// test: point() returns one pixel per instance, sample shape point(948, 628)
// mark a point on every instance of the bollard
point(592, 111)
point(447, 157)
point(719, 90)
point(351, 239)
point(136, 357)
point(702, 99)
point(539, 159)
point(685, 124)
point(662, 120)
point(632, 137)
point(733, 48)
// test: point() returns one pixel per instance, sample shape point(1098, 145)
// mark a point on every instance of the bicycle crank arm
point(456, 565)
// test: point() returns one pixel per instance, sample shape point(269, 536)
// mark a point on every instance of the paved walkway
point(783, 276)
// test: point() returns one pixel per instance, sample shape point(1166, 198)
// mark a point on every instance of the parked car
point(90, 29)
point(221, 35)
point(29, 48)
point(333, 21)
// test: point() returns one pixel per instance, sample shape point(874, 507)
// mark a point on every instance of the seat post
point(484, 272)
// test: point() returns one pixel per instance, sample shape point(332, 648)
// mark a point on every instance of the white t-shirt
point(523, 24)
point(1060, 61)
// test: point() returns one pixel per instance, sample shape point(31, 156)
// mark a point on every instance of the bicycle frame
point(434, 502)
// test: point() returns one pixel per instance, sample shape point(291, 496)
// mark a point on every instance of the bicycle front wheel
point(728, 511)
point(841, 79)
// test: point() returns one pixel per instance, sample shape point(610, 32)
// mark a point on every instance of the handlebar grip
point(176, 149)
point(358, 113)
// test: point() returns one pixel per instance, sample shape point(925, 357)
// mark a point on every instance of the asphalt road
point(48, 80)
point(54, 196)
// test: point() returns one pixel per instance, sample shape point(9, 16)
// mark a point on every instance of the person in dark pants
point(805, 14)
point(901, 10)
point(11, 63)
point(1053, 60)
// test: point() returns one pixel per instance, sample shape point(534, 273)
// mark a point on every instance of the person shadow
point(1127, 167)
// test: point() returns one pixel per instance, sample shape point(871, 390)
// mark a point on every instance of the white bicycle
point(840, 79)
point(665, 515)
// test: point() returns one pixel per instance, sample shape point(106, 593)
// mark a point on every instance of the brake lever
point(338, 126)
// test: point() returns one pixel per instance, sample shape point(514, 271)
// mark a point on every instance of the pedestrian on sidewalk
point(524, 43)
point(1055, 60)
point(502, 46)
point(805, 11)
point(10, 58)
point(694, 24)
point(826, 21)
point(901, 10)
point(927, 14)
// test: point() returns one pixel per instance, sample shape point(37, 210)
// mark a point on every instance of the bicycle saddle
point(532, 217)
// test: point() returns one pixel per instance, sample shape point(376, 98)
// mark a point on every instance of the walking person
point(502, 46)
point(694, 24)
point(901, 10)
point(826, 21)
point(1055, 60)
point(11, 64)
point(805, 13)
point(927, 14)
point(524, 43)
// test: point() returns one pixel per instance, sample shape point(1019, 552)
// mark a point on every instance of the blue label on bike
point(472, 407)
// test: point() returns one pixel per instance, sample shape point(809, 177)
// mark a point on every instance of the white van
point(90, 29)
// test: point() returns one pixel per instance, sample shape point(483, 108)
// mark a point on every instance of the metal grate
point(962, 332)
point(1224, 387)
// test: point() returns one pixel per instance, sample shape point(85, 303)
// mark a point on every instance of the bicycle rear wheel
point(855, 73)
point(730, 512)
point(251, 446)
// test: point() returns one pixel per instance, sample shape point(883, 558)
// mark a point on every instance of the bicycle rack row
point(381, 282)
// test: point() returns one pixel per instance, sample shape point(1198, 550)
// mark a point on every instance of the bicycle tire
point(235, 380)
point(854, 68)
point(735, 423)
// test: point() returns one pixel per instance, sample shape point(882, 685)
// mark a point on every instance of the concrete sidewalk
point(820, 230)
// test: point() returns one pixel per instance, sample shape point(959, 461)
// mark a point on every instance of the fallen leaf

Request =
Reproduce every entry above verbatim, character for character and in the same order.

Written reply =
// test: point() returns one pixel per instance, sample shape point(948, 628)
// mark a point on every instance of the bollard
point(592, 111)
point(447, 157)
point(719, 90)
point(351, 239)
point(136, 357)
point(702, 99)
point(539, 159)
point(685, 124)
point(662, 120)
point(632, 137)
point(733, 48)
// test: point() returns one pixel per instance, sample shape point(1098, 145)
// mark a point on every instance of the bicycle crank arm
point(456, 565)
// test: point() returns one pixel per instance, sample shape point(269, 536)
// mark a point on every instance of the paved walkway
point(783, 276)
// test: point() returns one pixel per instance, sample shape point(1166, 198)
// mark a point on every instance of the parked car
point(90, 29)
point(221, 35)
point(29, 48)
point(333, 21)
// test: point() returns one pixel per instance, sample shape point(874, 507)
// mark a point on every instance of the seat post
point(484, 272)
// test: point() returns one pixel per instance, sample shape point(332, 648)
// mark a point on every instance of the white t-shirt
point(523, 24)
point(1060, 61)
// test: point() returns one pixel per instance, sample shape point(31, 156)
// mark a point on every instance of the bicycle frame
point(434, 502)
// test: point() returns one pixel per instance, sample shape point(291, 496)
// mark a point on every instance of the bicycle front wheel
point(728, 511)
point(841, 79)
// test: point() returns one pixel per instance, sample shape point(610, 32)
// mark a point on every instance of the handlebar grip
point(176, 149)
point(358, 113)
// test: point() returns one pixel per instance, sample shape point(925, 357)
// mark a point on every instance of the asphalt road
point(48, 80)
point(54, 196)
// test: point() returns one pixel per instance, sample shape point(9, 16)
// mark a point on every instance of the person in dark pants
point(805, 14)
point(901, 10)
point(11, 63)
point(1053, 60)
// test: point() returns one pixel per instance, sample shape point(534, 273)
// mark a point on every instance of the person shadow
point(1127, 167)
// test: point() returns one pixel per instance, sample shape point(871, 390)
// mark a point on every instance of the white bicycle
point(840, 79)
point(665, 515)
// test: point() returns one pixel per instance, sample shape point(106, 593)
// mark a point on every instance of the brake lever
point(338, 126)
// test: point() returns one pixel per instance, sample shape point(514, 271)
// mark a point on every instance of the pedestrian on sidewalk
point(524, 43)
point(1055, 60)
point(502, 46)
point(805, 11)
point(10, 58)
point(694, 24)
point(826, 21)
point(901, 10)
point(927, 14)
// test: point() returns one pixel per instance, sample shape point(37, 210)
// mark a point on every instance of the bicycle saddle
point(532, 217)
// test: point() returns one pixel per instance, sample shape point(376, 98)
// mark a point on every instance of the walking person
point(502, 46)
point(694, 24)
point(901, 10)
point(826, 21)
point(1055, 60)
point(11, 64)
point(805, 13)
point(927, 14)
point(524, 43)
// test: point() returns one pixel per instance, sample shape point(1019, 552)
// mark a point on every instance of the blue label on bike
point(472, 407)
// test: point() returns one pixel per instance, sample shape point(809, 177)
// mark a point on every instance of the white van
point(90, 29)
// test: point() returns one pixel per instance, sample shape point(483, 108)
// mark a point on every instance of the metal grate
point(962, 332)
point(1224, 387)
// test: point() returns one pixel per instance, sample shape point(85, 303)
// mark a point on every instance of the bicycle rear wheel
point(855, 73)
point(730, 512)
point(251, 446)
// test: point() returns one pixel per instance, sample shape point(883, 558)
// mark a point on every instance of the bicycle rack row
point(381, 282)
// test: point() returns one pixel per instance, sample shape point(1198, 550)
// mark a point on every instance of the bicycle tire
point(235, 380)
point(854, 68)
point(735, 423)
// test: point() returns one pixel per instance, sample shape point(882, 685)
// mark a point on every instance of the concrete sidewalk
point(820, 230)
// test: point() returns one pixel per instance, sample shape point(959, 461)
// mark a point on every instance of the fallen leaf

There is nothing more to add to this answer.